(Records contained in a dataset)

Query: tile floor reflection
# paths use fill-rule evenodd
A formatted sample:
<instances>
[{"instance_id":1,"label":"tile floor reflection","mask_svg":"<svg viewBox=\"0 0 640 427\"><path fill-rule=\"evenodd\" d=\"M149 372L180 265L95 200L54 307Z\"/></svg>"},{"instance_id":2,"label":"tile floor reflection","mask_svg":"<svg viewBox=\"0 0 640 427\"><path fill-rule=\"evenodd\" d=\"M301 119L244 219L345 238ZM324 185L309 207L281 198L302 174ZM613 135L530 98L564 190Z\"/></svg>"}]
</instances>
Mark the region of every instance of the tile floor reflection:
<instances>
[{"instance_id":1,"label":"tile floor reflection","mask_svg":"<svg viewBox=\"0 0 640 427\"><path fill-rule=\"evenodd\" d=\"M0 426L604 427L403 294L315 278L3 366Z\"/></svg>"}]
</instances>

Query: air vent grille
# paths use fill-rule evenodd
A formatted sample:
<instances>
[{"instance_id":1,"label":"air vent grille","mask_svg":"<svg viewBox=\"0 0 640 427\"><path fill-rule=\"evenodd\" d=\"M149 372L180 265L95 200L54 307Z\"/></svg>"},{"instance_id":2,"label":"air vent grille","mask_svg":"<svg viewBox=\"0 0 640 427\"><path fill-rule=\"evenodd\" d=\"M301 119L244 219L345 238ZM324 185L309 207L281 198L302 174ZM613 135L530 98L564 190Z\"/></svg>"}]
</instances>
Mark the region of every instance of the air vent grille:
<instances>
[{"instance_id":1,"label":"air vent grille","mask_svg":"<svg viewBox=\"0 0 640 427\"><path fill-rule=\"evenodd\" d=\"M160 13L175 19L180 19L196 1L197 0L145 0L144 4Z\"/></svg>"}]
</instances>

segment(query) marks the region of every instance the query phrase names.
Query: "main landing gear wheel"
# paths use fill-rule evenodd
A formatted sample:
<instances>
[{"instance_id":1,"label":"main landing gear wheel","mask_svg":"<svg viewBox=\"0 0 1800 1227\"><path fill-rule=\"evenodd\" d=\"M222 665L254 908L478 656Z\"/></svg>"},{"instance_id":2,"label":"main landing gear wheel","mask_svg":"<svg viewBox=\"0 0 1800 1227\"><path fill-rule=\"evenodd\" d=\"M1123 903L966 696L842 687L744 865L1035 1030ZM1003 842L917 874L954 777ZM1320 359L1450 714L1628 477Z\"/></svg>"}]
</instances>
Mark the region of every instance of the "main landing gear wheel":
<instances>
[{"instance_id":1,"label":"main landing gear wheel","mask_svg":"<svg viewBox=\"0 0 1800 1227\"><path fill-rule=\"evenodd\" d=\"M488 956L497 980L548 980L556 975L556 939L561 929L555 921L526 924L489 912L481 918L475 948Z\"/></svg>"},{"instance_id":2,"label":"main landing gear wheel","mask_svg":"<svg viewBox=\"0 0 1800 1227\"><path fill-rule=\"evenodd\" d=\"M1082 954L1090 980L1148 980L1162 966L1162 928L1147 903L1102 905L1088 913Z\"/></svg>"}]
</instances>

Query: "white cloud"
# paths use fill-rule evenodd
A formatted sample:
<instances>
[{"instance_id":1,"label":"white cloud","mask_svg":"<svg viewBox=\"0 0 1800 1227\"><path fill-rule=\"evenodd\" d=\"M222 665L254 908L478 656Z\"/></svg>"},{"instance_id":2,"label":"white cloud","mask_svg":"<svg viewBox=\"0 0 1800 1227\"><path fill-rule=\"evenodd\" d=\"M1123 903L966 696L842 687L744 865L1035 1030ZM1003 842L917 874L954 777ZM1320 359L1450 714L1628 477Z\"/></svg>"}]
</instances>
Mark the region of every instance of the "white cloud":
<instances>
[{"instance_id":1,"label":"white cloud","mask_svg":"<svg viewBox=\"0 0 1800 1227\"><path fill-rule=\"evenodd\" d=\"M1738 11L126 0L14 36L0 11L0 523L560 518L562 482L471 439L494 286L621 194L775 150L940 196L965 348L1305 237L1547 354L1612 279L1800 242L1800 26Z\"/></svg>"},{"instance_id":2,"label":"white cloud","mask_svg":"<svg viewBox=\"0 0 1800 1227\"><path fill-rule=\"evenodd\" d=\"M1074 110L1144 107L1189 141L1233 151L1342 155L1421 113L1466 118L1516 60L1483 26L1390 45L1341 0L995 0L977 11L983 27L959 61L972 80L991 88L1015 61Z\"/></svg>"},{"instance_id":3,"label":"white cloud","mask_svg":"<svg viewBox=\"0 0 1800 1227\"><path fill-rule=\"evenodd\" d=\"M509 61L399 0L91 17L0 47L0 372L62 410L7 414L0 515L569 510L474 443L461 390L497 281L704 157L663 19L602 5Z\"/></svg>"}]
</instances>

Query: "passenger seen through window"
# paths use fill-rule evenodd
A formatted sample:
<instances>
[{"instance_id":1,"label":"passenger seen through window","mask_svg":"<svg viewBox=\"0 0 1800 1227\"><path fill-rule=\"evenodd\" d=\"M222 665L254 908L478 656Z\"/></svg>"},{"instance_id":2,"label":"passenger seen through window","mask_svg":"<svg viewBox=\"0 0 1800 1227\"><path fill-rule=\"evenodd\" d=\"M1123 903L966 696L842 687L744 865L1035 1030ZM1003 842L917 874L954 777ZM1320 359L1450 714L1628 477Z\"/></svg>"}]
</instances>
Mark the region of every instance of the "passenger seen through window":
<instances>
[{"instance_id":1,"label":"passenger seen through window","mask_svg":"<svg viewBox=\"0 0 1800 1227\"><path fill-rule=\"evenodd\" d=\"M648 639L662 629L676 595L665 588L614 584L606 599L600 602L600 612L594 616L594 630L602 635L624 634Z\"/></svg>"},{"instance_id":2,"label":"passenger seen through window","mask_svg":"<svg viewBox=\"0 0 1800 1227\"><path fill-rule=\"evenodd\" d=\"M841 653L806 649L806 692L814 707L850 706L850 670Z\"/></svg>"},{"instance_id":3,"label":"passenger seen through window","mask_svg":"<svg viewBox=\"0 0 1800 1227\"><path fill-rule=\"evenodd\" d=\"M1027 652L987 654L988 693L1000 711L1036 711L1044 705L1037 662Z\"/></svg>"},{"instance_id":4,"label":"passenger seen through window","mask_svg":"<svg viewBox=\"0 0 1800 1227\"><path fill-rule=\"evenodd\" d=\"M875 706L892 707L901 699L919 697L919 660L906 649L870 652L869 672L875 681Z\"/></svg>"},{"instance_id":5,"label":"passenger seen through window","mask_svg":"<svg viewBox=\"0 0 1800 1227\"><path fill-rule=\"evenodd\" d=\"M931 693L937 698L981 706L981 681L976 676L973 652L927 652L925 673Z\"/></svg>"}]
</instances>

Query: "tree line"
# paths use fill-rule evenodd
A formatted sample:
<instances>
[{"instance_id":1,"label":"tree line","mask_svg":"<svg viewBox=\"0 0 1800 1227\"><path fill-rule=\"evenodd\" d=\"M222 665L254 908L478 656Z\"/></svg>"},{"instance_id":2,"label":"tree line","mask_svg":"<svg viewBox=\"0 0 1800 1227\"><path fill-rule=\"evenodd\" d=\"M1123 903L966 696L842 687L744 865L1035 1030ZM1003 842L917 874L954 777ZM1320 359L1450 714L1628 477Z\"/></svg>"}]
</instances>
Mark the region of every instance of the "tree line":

_Problem requirements_: Reproduce the entries above in full and exactly.

_Solution_:
Query: tile floor reflection
# paths use fill-rule evenodd
A formatted sample:
<instances>
[{"instance_id":1,"label":"tile floor reflection","mask_svg":"<svg viewBox=\"0 0 640 427\"><path fill-rule=\"evenodd\" d=\"M149 372L180 265L95 200L54 307Z\"/></svg>"},{"instance_id":2,"label":"tile floor reflection","mask_svg":"<svg viewBox=\"0 0 640 427\"><path fill-rule=\"evenodd\" d=\"M301 119L244 219L345 238ZM324 185L309 207L281 198L302 174ZM613 135L530 98L564 190Z\"/></svg>"}]
</instances>
Mark the region of every instance of the tile floor reflection:
<instances>
[{"instance_id":1,"label":"tile floor reflection","mask_svg":"<svg viewBox=\"0 0 640 427\"><path fill-rule=\"evenodd\" d=\"M0 426L604 427L403 294L315 278L3 366Z\"/></svg>"}]
</instances>

Query: air vent grille
# paths use fill-rule evenodd
A formatted sample:
<instances>
[{"instance_id":1,"label":"air vent grille","mask_svg":"<svg viewBox=\"0 0 640 427\"><path fill-rule=\"evenodd\" d=\"M149 372L180 265L95 200L54 307Z\"/></svg>"},{"instance_id":2,"label":"air vent grille","mask_svg":"<svg viewBox=\"0 0 640 427\"><path fill-rule=\"evenodd\" d=\"M301 119L244 219L345 238ZM324 185L309 207L281 198L302 174ZM613 135L530 98L564 190Z\"/></svg>"}]
</instances>
Mark the region of every instance of the air vent grille:
<instances>
[{"instance_id":1,"label":"air vent grille","mask_svg":"<svg viewBox=\"0 0 640 427\"><path fill-rule=\"evenodd\" d=\"M160 13L175 19L180 19L196 1L197 0L145 0L144 4Z\"/></svg>"}]
</instances>

segment(query) marks the region of every instance the query phrase names.
Query: "main landing gear wheel"
# paths use fill-rule evenodd
A formatted sample:
<instances>
[{"instance_id":1,"label":"main landing gear wheel","mask_svg":"<svg viewBox=\"0 0 1800 1227\"><path fill-rule=\"evenodd\" d=\"M222 665L254 908L478 656Z\"/></svg>"},{"instance_id":2,"label":"main landing gear wheel","mask_svg":"<svg viewBox=\"0 0 1800 1227\"><path fill-rule=\"evenodd\" d=\"M1123 903L966 696L842 687L744 865L1035 1030ZM1003 842L917 874L954 777ZM1320 359L1450 714L1628 477Z\"/></svg>"}]
</instances>
Mark the region of every instance of the "main landing gear wheel":
<instances>
[{"instance_id":1,"label":"main landing gear wheel","mask_svg":"<svg viewBox=\"0 0 1800 1227\"><path fill-rule=\"evenodd\" d=\"M488 956L497 980L548 980L556 975L556 939L561 929L555 921L526 924L489 912L481 918L475 948Z\"/></svg>"},{"instance_id":2,"label":"main landing gear wheel","mask_svg":"<svg viewBox=\"0 0 1800 1227\"><path fill-rule=\"evenodd\" d=\"M1082 954L1090 980L1148 980L1162 966L1162 928L1147 903L1102 905L1088 913Z\"/></svg>"}]
</instances>

Query: "white cloud"
# paths use fill-rule evenodd
A formatted sample:
<instances>
[{"instance_id":1,"label":"white cloud","mask_svg":"<svg viewBox=\"0 0 1800 1227\"><path fill-rule=\"evenodd\" d=\"M222 665L254 908L478 656Z\"/></svg>"},{"instance_id":2,"label":"white cloud","mask_svg":"<svg viewBox=\"0 0 1800 1227\"><path fill-rule=\"evenodd\" d=\"M1123 903L966 696L842 687L744 865L1035 1030ZM1003 842L917 874L954 777ZM1320 359L1450 714L1628 477Z\"/></svg>"}]
</instances>
Mark the region of every instance of the "white cloud":
<instances>
[{"instance_id":1,"label":"white cloud","mask_svg":"<svg viewBox=\"0 0 1800 1227\"><path fill-rule=\"evenodd\" d=\"M1738 11L126 0L14 36L0 11L0 523L560 518L562 482L471 439L494 286L621 194L775 150L940 196L965 348L1305 237L1547 354L1612 279L1800 242L1800 26Z\"/></svg>"},{"instance_id":2,"label":"white cloud","mask_svg":"<svg viewBox=\"0 0 1800 1227\"><path fill-rule=\"evenodd\" d=\"M1074 110L1144 107L1189 141L1233 151L1342 155L1421 113L1466 118L1516 60L1483 26L1390 45L1341 0L995 0L977 11L983 27L959 61L972 80L991 88L1015 61Z\"/></svg>"},{"instance_id":3,"label":"white cloud","mask_svg":"<svg viewBox=\"0 0 1800 1227\"><path fill-rule=\"evenodd\" d=\"M509 61L399 0L91 17L0 47L0 372L62 410L7 414L0 515L569 510L474 443L461 390L497 281L704 157L663 19L602 5Z\"/></svg>"}]
</instances>

Query: "passenger seen through window"
# paths use fill-rule evenodd
A formatted sample:
<instances>
[{"instance_id":1,"label":"passenger seen through window","mask_svg":"<svg viewBox=\"0 0 1800 1227\"><path fill-rule=\"evenodd\" d=\"M222 665L254 908L478 656Z\"/></svg>"},{"instance_id":2,"label":"passenger seen through window","mask_svg":"<svg viewBox=\"0 0 1800 1227\"><path fill-rule=\"evenodd\" d=\"M1123 903L966 696L842 687L744 865L1035 1030ZM1003 842L917 874L954 777ZM1320 359L1450 714L1628 477Z\"/></svg>"}]
</instances>
Mark the region of every instance of the "passenger seen through window":
<instances>
[{"instance_id":1,"label":"passenger seen through window","mask_svg":"<svg viewBox=\"0 0 1800 1227\"><path fill-rule=\"evenodd\" d=\"M648 639L662 629L676 595L665 588L614 584L606 599L600 602L600 612L594 616L594 630L602 635L624 634Z\"/></svg>"},{"instance_id":2,"label":"passenger seen through window","mask_svg":"<svg viewBox=\"0 0 1800 1227\"><path fill-rule=\"evenodd\" d=\"M841 653L806 649L806 692L814 707L850 706L850 670Z\"/></svg>"},{"instance_id":3,"label":"passenger seen through window","mask_svg":"<svg viewBox=\"0 0 1800 1227\"><path fill-rule=\"evenodd\" d=\"M1027 652L987 654L988 693L1000 711L1036 711L1044 705L1037 662Z\"/></svg>"},{"instance_id":4,"label":"passenger seen through window","mask_svg":"<svg viewBox=\"0 0 1800 1227\"><path fill-rule=\"evenodd\" d=\"M875 706L892 707L901 699L919 697L919 660L906 649L870 652L869 672L875 681Z\"/></svg>"},{"instance_id":5,"label":"passenger seen through window","mask_svg":"<svg viewBox=\"0 0 1800 1227\"><path fill-rule=\"evenodd\" d=\"M931 693L937 698L981 706L981 681L976 676L973 652L927 652L925 673Z\"/></svg>"}]
</instances>

Query: "tree line"
# paths use fill-rule evenodd
A formatted sample:
<instances>
[{"instance_id":1,"label":"tree line","mask_svg":"<svg viewBox=\"0 0 1800 1227\"><path fill-rule=\"evenodd\" d=\"M222 665L254 908L478 656Z\"/></svg>"},{"instance_id":2,"label":"tree line","mask_svg":"<svg viewBox=\"0 0 1800 1227\"><path fill-rule=\"evenodd\" d=\"M1123 903L966 696L842 687L744 865L1035 1030ZM1003 842L917 874L954 777ZM1320 359L1450 714L1628 477Z\"/></svg>"}]
</instances>
Mark the region of every instance of the "tree line":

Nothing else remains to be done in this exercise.